### TEXT EXCERPT
# List of feeder insects for PDF



## 55105 (Jan 27, 2015)

It seems to me that eating the same thing everyday your entire life can't be very healthy.

There's nearly a million (known) insect species on earth! 

I'd like to offer my frogs a few different menu items.

What options are there? Is there anything as easy/cheap/available as fruit flies?


----------



## erik s (Apr 12, 2010)

Well for the larger species. ...
Bean beetles 
Peanut beetle larvae 
Termites. ..but not so cheap
Pinhead crickets....


----------



## pdfCrazy (Feb 28, 2012)

rice flour beetles, firebrats, pea aphids


----------



## zerelli (Sep 14, 2009)

How about Box Elder bugs? THere are several million in my back yard lately.


----------



## 55105 (Jan 27, 2015)

Thanks for the suggestions guys.

I might order some extra small Phoenix worms.

I'm considering Bean Beetles and have heard good things about Dubia roaches.

Wife probably wont allow beetles & roaches tho...


----------



## 55105 (Jan 27, 2015)

zerelli said:


> How about Box Elder bugs? THere are several million in my back yard lately.


I hate those things! We use to live in a place with a couple box elder trees. This time of year was the worst!


----------



## Mavpa (Jan 5, 2015)

port_plz said:


> Thanks for the suggestions guys.
######
### EXTRACTED RECORDS
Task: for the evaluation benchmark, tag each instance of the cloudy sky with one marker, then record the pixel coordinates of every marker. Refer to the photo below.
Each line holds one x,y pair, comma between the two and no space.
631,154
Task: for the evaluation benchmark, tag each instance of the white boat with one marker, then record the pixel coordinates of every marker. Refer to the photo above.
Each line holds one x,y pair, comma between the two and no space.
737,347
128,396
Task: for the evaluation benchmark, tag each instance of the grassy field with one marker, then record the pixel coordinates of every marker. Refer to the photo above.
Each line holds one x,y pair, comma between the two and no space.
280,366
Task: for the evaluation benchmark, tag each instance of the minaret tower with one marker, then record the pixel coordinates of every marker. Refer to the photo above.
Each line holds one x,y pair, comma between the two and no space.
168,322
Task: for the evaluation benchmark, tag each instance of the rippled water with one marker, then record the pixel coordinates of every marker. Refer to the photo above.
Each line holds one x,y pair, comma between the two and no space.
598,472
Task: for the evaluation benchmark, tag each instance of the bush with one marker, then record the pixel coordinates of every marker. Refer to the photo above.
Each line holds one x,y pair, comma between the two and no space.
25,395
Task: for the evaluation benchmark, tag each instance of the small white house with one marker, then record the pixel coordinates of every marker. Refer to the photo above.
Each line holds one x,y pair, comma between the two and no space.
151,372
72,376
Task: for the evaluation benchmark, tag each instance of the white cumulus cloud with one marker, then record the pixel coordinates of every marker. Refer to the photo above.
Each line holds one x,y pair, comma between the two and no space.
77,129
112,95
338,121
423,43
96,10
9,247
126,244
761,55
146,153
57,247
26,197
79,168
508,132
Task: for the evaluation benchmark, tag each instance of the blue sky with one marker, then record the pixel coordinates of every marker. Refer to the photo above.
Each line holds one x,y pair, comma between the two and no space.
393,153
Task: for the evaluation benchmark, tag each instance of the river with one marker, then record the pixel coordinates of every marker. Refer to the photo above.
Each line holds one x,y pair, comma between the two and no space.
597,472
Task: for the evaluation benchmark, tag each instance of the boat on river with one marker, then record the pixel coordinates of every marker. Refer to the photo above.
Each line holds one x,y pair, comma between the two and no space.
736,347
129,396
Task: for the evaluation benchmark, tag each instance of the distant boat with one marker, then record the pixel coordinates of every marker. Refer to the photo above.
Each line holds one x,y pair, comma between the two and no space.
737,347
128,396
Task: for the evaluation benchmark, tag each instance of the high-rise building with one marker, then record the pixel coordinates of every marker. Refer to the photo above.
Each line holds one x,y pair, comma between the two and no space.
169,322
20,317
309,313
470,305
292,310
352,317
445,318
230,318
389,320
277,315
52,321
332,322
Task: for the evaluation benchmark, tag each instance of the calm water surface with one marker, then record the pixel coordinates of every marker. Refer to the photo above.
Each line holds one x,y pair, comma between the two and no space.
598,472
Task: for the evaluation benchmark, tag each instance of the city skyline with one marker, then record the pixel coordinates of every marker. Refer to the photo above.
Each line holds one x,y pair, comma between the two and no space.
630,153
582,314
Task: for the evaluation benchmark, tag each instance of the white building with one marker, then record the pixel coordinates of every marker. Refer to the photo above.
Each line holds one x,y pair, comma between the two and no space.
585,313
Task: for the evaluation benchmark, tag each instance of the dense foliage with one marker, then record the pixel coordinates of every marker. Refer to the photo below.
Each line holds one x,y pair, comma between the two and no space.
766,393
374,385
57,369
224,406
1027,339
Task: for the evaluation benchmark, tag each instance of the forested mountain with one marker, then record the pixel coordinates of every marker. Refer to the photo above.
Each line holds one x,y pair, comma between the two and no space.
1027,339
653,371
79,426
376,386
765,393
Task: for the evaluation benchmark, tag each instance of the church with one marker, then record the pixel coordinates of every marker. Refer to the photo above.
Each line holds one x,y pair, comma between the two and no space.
######
## EXERCISE REQUIREMENTS
(A) Can you repeat the rows word for word, from the line containing "of the calm" through the last row, with both ends included?
(B) Can you continue the thread on feeder insects from its last line?
The rows and the thread on feeder insects come from unrelated sources.

## THE ANSWERS
(A)
Task: for the evaluation benchmark, tag each instance of the calm water surface with one marker, then record the pixel coordinates of every marker. Refer to the photo above.
Each line holds one x,y pair, comma between the two and no space.
598,472
Task: for the evaluation benchmark, tag each instance of the city skyline with one marker, then record the pixel coordinates of every marker. Refer to the photo above.
Each line holds one x,y pair, comma between the two and no space.
630,153
582,314
Task: for the evaluation benchmark, tag each instance of the white building with one marker, then record the pixel coordinates of every marker. Refer to the photo above.
Each line holds one x,y pair, comma between the two and no space.
585,313
Task: for the evaluation benchmark, tag each instance of the dense foliage with one marker, then record the pixel coordinates of every marker. Refer to the photo below.
Each line holds one x,y pair, comma between the two and no space.
766,393
374,385
57,369
224,406
1027,339
Task: for the evaluation benchmark, tag each instance of the forested mountain with one marker, then record the pixel coordinates of every marker. Refer to the photo above.
Each line holds one x,y pair, comma between the two and no space.
1027,339
653,371
79,426
376,386
765,393
Task: for the evaluation benchmark, tag each instance of the church with one marker, then record the pixel coordinates of every marker. Refer to the photo above.
Each line holds one x,y pair, comma between the two and no space.

(B)
> 
> I might order some extra small Phoenix worms.
> 
> ...


Bean Beetles do seem to have a knack for somehow getting out more than anything else I've worked with. They live a long time too, so I think they can make more attempts than your typical hydei.


----------



## 55105 (Jan 27, 2015)

I've expanded my fruit fly collection to Hydei, Turkish Gliders & Melanogaster. I'm sure nutritionally they’re much the same, but they do offer a bit of variety. 

Trying to culture isopods but barely get anything...

I might look into bigger spring tail species.

Can't do the beetles or roaches. My wife is barely tolerant of FFs. She's insanely insect phobic.


----------



## jimmy rustles (Mar 10, 2013)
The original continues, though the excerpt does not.